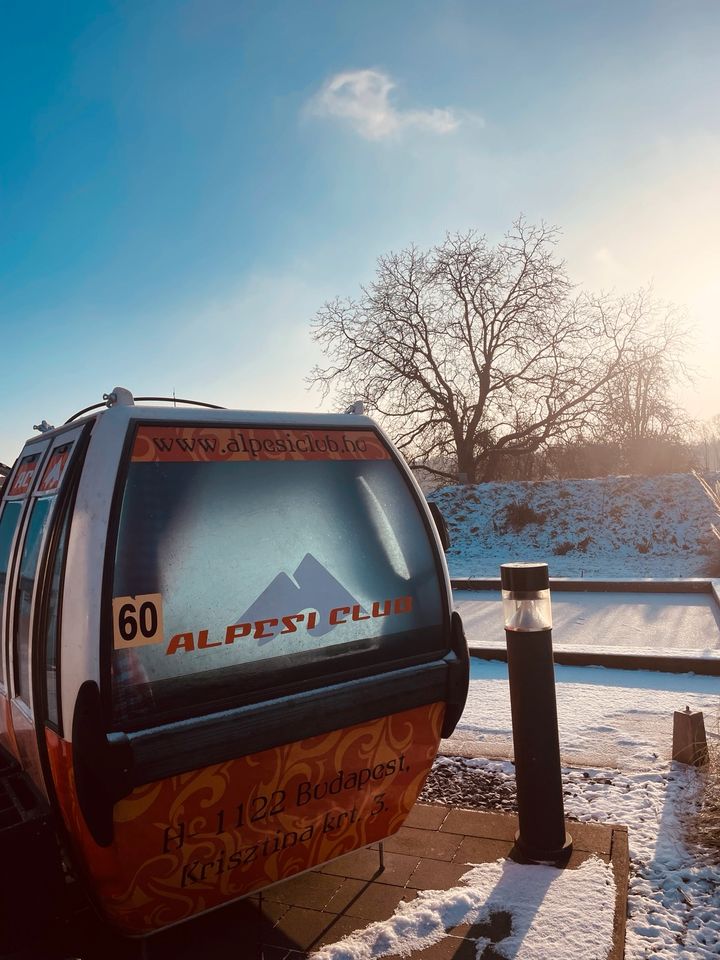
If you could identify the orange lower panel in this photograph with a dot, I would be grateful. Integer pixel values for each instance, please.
(7, 731)
(192, 842)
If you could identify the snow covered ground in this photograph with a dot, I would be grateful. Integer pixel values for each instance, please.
(607, 527)
(680, 624)
(615, 726)
(612, 718)
(615, 732)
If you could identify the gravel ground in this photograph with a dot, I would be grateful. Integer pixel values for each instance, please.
(467, 783)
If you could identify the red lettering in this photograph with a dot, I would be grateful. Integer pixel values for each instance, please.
(260, 628)
(203, 641)
(386, 608)
(403, 604)
(335, 615)
(181, 641)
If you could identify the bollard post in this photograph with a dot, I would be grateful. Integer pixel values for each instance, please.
(541, 837)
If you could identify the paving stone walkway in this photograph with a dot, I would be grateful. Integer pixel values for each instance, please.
(432, 851)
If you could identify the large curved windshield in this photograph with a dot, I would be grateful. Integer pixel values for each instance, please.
(247, 559)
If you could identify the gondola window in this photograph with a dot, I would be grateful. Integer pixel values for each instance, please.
(234, 577)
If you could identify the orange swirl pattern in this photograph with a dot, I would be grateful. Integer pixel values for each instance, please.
(182, 444)
(201, 839)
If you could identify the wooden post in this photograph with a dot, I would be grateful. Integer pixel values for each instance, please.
(689, 740)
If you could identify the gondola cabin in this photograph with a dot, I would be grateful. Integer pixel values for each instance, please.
(228, 652)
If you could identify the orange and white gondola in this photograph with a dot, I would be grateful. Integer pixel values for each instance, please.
(227, 647)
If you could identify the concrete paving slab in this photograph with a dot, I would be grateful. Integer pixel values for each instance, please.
(295, 918)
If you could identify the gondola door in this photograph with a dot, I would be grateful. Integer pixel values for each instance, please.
(274, 665)
(26, 648)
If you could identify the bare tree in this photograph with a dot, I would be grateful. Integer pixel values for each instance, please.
(637, 403)
(469, 353)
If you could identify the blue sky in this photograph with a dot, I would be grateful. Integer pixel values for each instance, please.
(183, 184)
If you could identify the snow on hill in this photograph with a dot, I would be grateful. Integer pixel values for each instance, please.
(607, 527)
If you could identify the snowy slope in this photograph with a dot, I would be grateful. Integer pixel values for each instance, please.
(607, 527)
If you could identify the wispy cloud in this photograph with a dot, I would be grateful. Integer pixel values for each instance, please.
(362, 99)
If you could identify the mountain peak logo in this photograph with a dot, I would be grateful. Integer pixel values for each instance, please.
(311, 587)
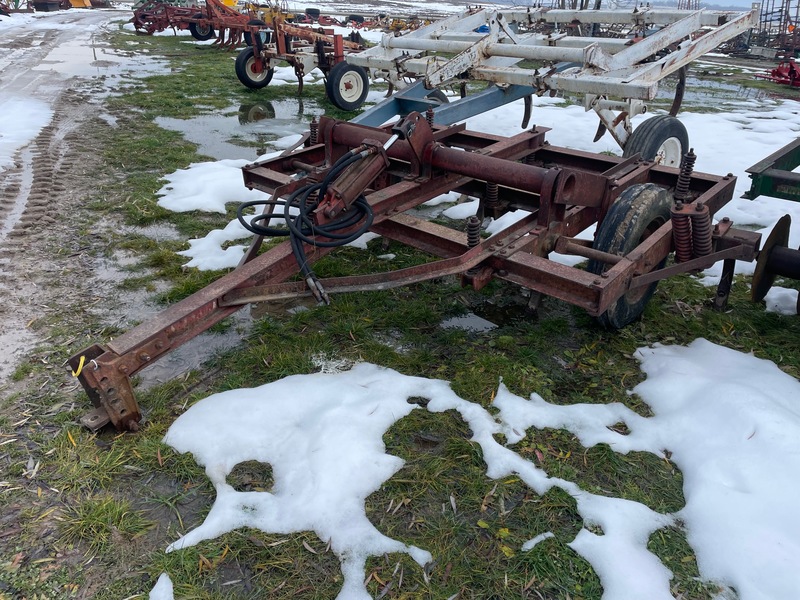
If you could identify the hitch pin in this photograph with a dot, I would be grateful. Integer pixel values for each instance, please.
(391, 141)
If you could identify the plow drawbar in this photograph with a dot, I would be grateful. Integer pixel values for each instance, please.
(346, 179)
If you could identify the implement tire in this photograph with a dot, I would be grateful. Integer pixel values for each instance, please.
(347, 86)
(245, 61)
(638, 212)
(662, 139)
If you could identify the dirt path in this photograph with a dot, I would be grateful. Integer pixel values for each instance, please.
(44, 63)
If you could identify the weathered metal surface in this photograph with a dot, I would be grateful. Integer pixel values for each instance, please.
(565, 191)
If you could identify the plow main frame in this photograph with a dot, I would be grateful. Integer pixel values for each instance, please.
(563, 191)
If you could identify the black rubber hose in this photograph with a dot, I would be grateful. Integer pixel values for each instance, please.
(301, 228)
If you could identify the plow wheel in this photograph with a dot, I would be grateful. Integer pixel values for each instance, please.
(245, 70)
(347, 86)
(638, 212)
(200, 31)
(662, 139)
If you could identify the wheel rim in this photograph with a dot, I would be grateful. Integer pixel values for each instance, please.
(669, 153)
(350, 87)
(255, 76)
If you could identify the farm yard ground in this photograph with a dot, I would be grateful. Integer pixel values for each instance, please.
(86, 252)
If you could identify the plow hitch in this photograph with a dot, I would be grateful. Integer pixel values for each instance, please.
(350, 179)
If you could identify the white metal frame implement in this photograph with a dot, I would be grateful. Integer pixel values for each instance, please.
(617, 75)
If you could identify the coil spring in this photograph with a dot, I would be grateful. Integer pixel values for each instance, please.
(681, 234)
(492, 195)
(685, 176)
(473, 231)
(701, 231)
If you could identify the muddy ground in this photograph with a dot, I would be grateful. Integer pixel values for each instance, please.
(49, 273)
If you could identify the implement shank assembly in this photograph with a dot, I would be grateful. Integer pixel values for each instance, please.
(563, 191)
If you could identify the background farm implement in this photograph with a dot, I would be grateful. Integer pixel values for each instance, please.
(214, 18)
(305, 48)
(541, 51)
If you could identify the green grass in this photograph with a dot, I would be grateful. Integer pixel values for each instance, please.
(98, 495)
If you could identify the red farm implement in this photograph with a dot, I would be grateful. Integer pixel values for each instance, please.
(785, 73)
(347, 179)
(213, 19)
(304, 48)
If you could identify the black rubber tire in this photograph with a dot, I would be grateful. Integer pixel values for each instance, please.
(662, 139)
(634, 215)
(201, 32)
(347, 86)
(244, 65)
(265, 35)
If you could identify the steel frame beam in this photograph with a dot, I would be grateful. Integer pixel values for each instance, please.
(564, 191)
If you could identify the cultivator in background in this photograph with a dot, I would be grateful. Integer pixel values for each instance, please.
(786, 73)
(616, 73)
(348, 179)
(304, 48)
(213, 18)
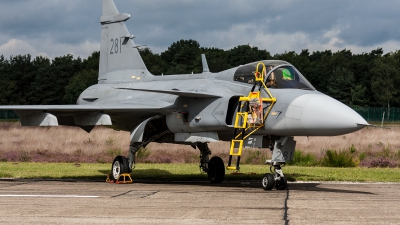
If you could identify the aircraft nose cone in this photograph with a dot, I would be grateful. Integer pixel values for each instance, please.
(323, 115)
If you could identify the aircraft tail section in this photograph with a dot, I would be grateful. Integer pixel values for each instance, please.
(120, 60)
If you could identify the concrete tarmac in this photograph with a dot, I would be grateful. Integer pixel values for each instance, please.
(81, 202)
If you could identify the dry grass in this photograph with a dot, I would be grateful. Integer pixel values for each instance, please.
(103, 144)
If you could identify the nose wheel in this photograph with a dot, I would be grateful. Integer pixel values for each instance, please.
(275, 178)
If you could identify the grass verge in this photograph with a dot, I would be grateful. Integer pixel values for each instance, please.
(191, 172)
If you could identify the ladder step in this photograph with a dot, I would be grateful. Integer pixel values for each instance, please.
(232, 168)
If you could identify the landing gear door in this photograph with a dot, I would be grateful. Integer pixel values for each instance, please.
(284, 149)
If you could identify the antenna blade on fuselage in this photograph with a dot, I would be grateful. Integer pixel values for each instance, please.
(205, 64)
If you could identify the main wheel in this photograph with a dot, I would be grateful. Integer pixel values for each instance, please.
(281, 184)
(268, 181)
(119, 166)
(216, 170)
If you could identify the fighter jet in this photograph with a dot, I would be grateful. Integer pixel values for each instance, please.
(260, 105)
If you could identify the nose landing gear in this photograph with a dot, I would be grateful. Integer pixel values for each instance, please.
(275, 178)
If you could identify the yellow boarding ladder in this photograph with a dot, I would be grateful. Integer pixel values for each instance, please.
(249, 116)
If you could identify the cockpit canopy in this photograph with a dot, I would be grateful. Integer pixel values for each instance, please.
(280, 74)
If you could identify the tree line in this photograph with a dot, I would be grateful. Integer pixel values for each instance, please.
(367, 79)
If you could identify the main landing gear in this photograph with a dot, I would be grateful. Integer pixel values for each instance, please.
(119, 166)
(214, 167)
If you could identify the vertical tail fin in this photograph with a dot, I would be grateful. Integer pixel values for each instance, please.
(120, 60)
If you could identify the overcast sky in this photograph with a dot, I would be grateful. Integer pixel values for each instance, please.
(58, 27)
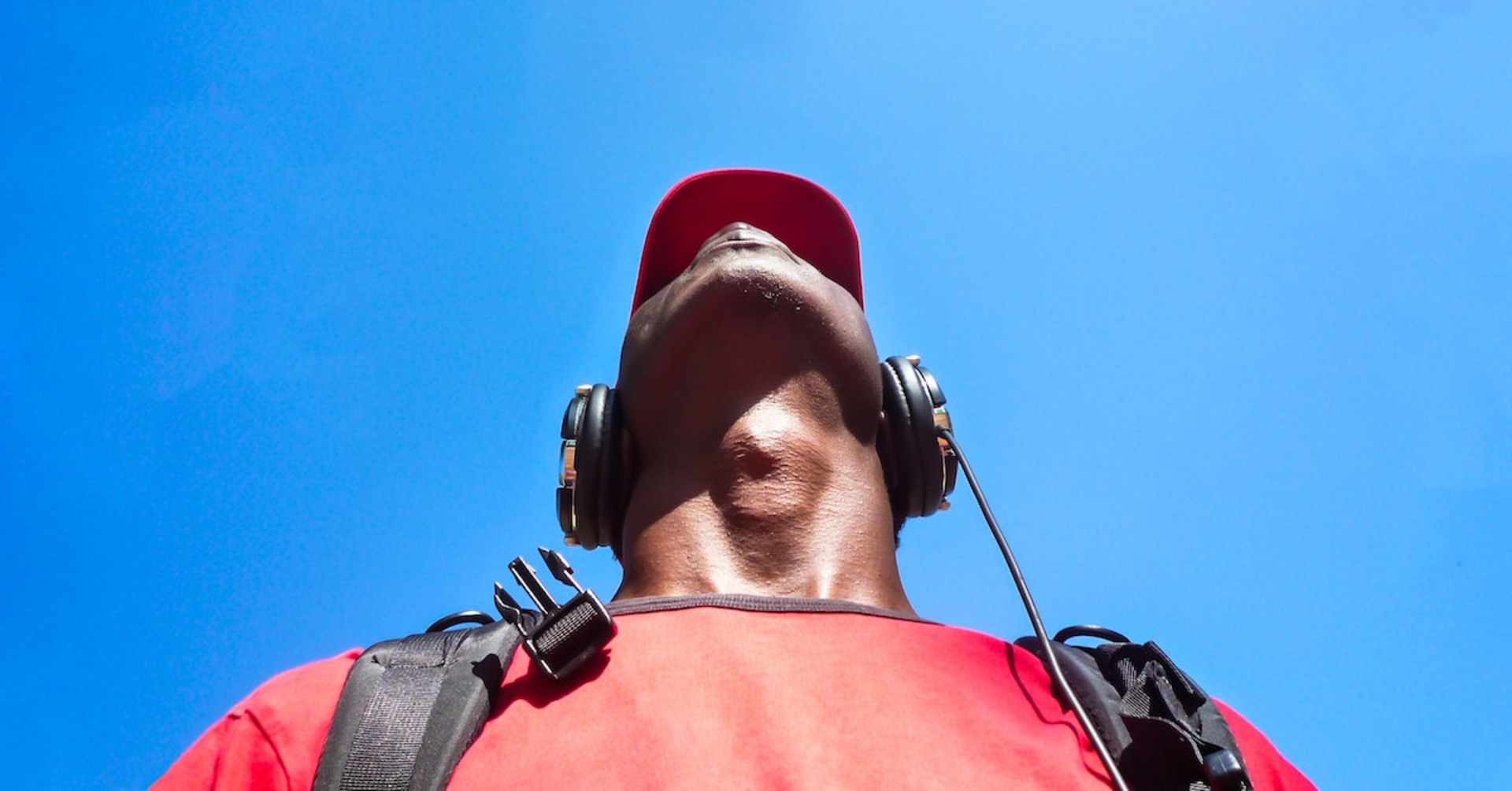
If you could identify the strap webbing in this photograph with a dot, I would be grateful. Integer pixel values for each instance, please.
(412, 708)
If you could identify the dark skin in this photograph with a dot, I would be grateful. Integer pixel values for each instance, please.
(752, 392)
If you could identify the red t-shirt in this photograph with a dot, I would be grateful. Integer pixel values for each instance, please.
(821, 694)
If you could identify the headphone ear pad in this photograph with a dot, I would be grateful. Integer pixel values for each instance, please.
(910, 415)
(902, 453)
(590, 510)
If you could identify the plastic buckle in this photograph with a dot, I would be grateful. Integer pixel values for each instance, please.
(569, 634)
(1224, 771)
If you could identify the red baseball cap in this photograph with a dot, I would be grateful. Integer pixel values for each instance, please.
(800, 213)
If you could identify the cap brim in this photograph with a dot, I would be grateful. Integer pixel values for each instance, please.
(806, 218)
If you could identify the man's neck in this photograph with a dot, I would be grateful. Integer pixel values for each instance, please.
(782, 502)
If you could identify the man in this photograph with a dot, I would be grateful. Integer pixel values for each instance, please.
(764, 634)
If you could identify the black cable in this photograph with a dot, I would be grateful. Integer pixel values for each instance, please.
(1033, 612)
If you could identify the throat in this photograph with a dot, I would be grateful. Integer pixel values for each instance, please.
(770, 475)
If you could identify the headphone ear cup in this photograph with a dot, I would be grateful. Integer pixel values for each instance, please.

• • • •

• [TASK TO CARRY OUT]: Give back exactly the lines running from the line containing "If you could identify the man's" through the end of the material above, both included, and nothing beyond them.

• [ANSWER TO THIS EXERCISE]:
If you could identify the man's neck in this photograph with a dot, I would be grateful. Integer pixel values for each instance, please.
(782, 502)
If you could identify the man in this photograph with a dot, I would be grateful. Integer pixel values for each instance, please.
(764, 634)
If you could identify the black cable in this photograph with a dot, I would be grateful. Integer pixel values for each instance, please.
(1033, 612)
If you could identify the throat in this photograph with a dot, I would be grateful. Integer pixel values for each instance, please.
(770, 475)
If you could identify the headphone ear cup in this photograph with a dot, I would be grateful. Integer pixel values for each instance, please.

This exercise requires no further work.